The Boundary Waters are a pristine wilderness on the border of Minnesota with Canada. Their conserved, clean, and natural state is one of the great achievements of American civics, democracy, and economic development. Now, they face potential permanent contamination.
The ability of a society to preserve, protect, and defend, such wild places—to keep water clean and ecosystems healthy and resilient—is a measure of that society’s ability to do the same for human health. Contaminated water does not stay where it was polluted; it travels, through the atmosphere, in waterways, and through the subsurface, and reaches people both near and far.
Industrial processes that not only pollute, but whose financing and profit-model are predicated on being able to avoid the cost of investing to prevent pollution or to clean it up, do not only threaten the immediate environment. They corrupt political processes, consumer prodcuts, and financial markets, and set the standard that such harm can be allowed.
Last week, the United States Senate passed—by the narrowest margin possible, without even a majority of Senators voting in favor—legislation to remove protections against this unaccountable pollution. Congress took this action to benefit a Chilean company that will sell its product to China. Worse still, they have taken this action on the basis of a false claim that this is necessary for the economic development of local communities.
If the proposed mines were to fully commit to preventing all forms of pollution, and to permanently funding and staffing operations that would ensure that commitment is kept, far more money would flow into the local communities. The protections against pollution in the Boundary Waters and surrounding watershed were removed precisely to avoid making this investment.
It is also untrue that no other form of economic development is possible in the surrounding region. It is a common excuse among politicians that have prioritized other public investments that former mining communities cannot develop by other means, because that lets them off the hook for having underfunded diversified economic development. That the excuse is commonly used does not make it true or reasonable.
KARE 11 cites “serious doubts” about the mining project’s ability to abide by environmental law, reporting:
U.S. Forest Service studies conducted in 2016 and 2022 concluded that sulfide-ore copper mining near the Boundary Waters poses severe risks, including permanent water and soil contamination. A separate peer-reviewed report by Earthworks in 2012 examined 14 sulfide-ore copper mines representing 89 percent of U.S. copper production at the time and found that all 14 had experienced some form of accidental release. Thirteen of the 14 also had water collection and treatment failures that resulted in significant impacts to water quality.

◆ Rows
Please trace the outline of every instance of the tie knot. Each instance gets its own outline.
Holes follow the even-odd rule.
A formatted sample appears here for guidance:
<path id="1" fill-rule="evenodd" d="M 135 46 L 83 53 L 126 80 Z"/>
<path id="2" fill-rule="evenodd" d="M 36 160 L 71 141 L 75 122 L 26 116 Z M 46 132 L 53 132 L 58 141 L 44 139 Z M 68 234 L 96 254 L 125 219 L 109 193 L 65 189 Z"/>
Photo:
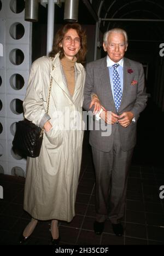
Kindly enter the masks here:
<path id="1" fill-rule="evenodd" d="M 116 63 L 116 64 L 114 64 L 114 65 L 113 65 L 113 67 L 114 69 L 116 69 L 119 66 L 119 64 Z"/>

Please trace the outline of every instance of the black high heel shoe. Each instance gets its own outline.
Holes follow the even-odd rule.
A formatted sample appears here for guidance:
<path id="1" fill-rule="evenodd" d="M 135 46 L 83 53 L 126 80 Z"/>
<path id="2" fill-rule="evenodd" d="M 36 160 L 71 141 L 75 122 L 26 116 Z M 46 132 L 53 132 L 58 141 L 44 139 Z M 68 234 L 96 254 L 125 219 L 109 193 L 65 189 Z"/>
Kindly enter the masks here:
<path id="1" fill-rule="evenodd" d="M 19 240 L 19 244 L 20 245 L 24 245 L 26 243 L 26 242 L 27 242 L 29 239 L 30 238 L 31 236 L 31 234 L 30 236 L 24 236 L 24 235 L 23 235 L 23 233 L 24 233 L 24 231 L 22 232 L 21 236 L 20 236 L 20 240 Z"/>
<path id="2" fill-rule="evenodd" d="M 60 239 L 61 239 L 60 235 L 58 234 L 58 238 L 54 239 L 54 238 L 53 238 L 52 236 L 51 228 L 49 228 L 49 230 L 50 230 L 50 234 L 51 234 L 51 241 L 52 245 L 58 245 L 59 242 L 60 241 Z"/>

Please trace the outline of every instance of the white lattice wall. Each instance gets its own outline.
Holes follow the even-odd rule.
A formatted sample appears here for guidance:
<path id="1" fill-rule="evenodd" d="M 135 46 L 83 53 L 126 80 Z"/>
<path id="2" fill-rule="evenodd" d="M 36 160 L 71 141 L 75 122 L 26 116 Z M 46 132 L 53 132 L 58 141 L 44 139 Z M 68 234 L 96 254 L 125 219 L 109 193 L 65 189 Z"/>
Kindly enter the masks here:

◆ Exercise tasks
[1] According to the Boundary Waters article, how many sulfide-ore copper mines did the 2012 Earthworks report examine?
[2] Transcribe the Boundary Waters article word for word from "Last week, the" to "making this investment.".
[3] Why, according to the Boundary Waters article, do politicians commonly claim that former mining communities cannot develop by other means?
The entries come from a separate source and are not part of the Boundary Waters article.

◆ Solutions in order
[1] Fourteen.

[2]
Last week, the United States Senate passed—by the narrowest margin possible, without even a majority of Senators voting in favor—legislation to remove protections against this unaccountable pollution. Congress took this action to benefit a Chilean company that will sell its product to China. Worse still, they have taken this action on the basis of a false claim that this is necessary for the economic development of local communities.
If the proposed mines were to fully commit to preventing all forms of pollution, and to permanently funding and staffing operations that would ensure that commitment is kept, far more money would flow into the local communities. The protections against pollution in the Boundary Waters and surrounding watershed were removed precisely to avoid making this investment.

[3] Politicians who have prioritized other public investments use this claim because it lets them off the hook for having underfunded diversified economic development.